### INSTRUCTIONS FOR THE TASK
Copy out the lines below word for word, leaving out the pictures.

(Excerpts of pointing data)
▬▬▬▬▬▬

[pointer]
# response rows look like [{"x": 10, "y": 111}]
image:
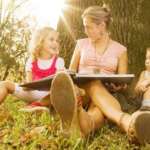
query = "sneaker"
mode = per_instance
[
  {"x": 64, "y": 101},
  {"x": 34, "y": 106}
]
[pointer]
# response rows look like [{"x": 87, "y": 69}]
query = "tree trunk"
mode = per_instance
[{"x": 130, "y": 27}]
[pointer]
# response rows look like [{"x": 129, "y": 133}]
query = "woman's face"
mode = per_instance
[
  {"x": 92, "y": 30},
  {"x": 51, "y": 44}
]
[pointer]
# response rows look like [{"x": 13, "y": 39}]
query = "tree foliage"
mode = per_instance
[
  {"x": 130, "y": 27},
  {"x": 14, "y": 37}
]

▬▬▬▬▬▬

### ANSWER TO THE PROBLEM
[pointer]
# response rows look like [{"x": 10, "y": 111}]
image:
query = "sneaker"
mode = per_instance
[
  {"x": 64, "y": 101},
  {"x": 34, "y": 106}
]
[pointer]
# response rows look like [{"x": 87, "y": 69}]
query = "tree trunk"
mode = per_instance
[{"x": 130, "y": 27}]
[pointer]
# response rows look like [{"x": 129, "y": 133}]
query = "woman's face"
mode = per_instance
[
  {"x": 92, "y": 30},
  {"x": 51, "y": 44}
]
[pointer]
# response rows look like [{"x": 13, "y": 39}]
query = "tree foliage"
mode = per_instance
[
  {"x": 130, "y": 27},
  {"x": 14, "y": 37}
]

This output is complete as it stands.